• **Supplied passage**:
Single by DJ Khaled featuring Young Jeezy, Plies, Rick Ross and Schife

from the album Victory
- Released: February 8, 2010
- Recorded: 2009
- Genre: Hip hop
- Length: 4:15 (single version) 5:12 (album version)
- Label: We the Best; Terror Squad; E1;
- Songwriters: Khaled Khaled; Jay Jenkins; Algernod Washington; William Roberts II; Ian Lewis;
- Producer: Schife

DJ Khaled singles chronology
| "Fed Up" (2009) | "Put Your Hands Up" (2010) | "All I Do Is Win" (2010) |

Young Jeezy singles chronology
| "Hard" (2009) | "Put Your Hands Up" (2010) | "(Ha Ha) Slow Down" (2010) |

Plies singles chronology
| "Hey Daddy (Daddy's Home)" (2009) | "Put Your Hands Up" (2010) | "She Got It Made" (2010) |

Rick Ross singles chronology
| "Fed Up" (2009) | "Put Your Hands Up" (2010) | "All I Do Is Win" (2010) |

Schife singles chronology
| "Go" (2009) | "Put Your Hands Up" (2010) |  |

= Put Your Hands Up (DJ Khaled song) =

"Put Your Hands Up" is the second single from the American rapper DJ Khaled’s fourth album Victory. The track features Young Jeezy, Plies, Rick Ross and Schife. It was officially released on February 8, 2010, along with "All I Do Is Win". The album version features an additional verse by Plies after Young Jeezy's part, which is the official remix.

• **Actions to take**:
1. Rewrite the song page from "Single by DJ" down to "5:12 (album version)", putting "Rap" wherever "Hip hop" appears.
2. Answer these questions from the song page:
(a) On what date was the single released?
(b) Who is listed as the producer?
(c) Which artist has an additional verse in the album version?
3. List every songwriter named on the song page.

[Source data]
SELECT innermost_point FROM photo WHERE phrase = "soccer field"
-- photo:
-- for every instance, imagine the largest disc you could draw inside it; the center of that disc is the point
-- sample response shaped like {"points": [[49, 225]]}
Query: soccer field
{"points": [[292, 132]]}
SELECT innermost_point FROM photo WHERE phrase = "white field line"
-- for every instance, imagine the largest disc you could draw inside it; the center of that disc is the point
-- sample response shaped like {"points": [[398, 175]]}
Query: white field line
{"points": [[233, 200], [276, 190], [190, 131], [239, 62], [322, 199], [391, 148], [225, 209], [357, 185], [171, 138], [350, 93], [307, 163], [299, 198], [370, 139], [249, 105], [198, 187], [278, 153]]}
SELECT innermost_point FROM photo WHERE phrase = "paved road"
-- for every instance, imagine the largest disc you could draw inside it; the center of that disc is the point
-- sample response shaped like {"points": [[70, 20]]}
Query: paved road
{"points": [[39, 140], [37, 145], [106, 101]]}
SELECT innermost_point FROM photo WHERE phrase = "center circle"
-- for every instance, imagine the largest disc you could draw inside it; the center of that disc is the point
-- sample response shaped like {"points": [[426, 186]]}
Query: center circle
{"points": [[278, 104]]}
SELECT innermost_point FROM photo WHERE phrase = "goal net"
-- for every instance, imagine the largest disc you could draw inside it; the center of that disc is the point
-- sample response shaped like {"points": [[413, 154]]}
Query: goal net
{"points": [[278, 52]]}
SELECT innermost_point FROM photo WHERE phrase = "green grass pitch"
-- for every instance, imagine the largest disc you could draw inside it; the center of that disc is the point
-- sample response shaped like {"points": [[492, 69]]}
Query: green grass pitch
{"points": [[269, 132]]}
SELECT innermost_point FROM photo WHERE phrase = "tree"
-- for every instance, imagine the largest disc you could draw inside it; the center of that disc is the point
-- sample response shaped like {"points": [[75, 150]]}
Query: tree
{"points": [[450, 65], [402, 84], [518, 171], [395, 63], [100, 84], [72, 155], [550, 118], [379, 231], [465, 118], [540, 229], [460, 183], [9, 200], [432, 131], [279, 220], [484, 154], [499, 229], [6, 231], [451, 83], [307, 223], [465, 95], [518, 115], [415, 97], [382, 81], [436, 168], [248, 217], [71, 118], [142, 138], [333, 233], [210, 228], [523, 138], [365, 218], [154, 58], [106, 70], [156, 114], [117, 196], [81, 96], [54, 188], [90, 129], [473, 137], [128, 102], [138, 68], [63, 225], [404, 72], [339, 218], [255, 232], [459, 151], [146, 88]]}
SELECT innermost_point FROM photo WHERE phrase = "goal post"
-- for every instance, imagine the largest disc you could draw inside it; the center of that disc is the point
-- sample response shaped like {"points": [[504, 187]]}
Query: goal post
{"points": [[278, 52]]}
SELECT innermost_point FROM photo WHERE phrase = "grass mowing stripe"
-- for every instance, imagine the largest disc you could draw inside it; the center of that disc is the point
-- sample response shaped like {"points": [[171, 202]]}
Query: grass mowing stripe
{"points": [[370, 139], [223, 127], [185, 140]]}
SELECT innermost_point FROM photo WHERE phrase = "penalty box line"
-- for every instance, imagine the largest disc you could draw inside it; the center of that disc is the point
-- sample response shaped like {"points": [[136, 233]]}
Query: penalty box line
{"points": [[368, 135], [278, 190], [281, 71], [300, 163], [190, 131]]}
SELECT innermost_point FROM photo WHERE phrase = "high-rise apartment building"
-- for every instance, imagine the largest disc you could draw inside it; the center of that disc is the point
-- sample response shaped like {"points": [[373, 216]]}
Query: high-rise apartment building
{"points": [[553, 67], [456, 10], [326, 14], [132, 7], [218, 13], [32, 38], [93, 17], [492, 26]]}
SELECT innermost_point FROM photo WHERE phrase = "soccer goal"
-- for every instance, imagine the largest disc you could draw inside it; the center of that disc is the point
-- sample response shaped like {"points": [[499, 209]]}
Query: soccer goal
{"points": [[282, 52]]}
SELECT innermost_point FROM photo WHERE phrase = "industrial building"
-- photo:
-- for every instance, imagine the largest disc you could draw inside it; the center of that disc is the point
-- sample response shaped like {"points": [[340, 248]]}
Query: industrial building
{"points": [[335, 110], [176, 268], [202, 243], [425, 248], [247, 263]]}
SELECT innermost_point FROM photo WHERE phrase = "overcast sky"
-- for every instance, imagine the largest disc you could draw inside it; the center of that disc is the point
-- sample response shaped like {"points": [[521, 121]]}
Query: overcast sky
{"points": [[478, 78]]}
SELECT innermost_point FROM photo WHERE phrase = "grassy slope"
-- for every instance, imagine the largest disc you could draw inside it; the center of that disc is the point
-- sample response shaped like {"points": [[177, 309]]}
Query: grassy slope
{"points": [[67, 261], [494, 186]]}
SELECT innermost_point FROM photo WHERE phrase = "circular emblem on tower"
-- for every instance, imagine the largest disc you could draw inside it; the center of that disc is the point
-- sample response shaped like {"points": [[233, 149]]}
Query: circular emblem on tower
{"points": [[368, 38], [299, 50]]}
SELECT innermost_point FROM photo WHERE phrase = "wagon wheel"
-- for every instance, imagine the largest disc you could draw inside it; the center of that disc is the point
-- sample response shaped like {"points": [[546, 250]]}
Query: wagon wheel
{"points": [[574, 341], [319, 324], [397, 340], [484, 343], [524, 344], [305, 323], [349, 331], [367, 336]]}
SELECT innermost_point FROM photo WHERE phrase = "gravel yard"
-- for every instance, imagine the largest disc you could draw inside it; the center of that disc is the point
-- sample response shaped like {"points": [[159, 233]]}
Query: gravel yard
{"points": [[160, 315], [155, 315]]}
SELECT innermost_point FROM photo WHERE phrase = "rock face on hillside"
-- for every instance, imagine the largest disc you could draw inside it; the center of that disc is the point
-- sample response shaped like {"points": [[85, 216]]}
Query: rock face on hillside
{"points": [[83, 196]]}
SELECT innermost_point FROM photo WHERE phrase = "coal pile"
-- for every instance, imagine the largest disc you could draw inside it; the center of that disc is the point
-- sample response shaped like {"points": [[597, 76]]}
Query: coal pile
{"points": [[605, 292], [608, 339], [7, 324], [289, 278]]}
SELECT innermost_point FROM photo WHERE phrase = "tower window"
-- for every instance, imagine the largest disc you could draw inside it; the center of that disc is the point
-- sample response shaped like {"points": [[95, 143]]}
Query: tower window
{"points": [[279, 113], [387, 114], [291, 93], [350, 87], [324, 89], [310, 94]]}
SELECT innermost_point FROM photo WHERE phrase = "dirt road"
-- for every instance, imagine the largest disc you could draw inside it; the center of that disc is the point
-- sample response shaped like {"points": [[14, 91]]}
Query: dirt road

• **Per-task outputs**:
1.
Single by DJ Khaled featuring Young Jeezy, Plies, Rick Ross and Schife

from the album Victory
- Released: February 8, 2010
- Recorded: 2009
- Genre: Rap
- Length: 4:15 (single version) 5:12 (album version)

2.
(a) February 8, 2010
(b) Schife
(c) Plies

3.
Khaled Khaled
Jay Jenkins
Algernod Washington
William Roberts II
Ian Lewis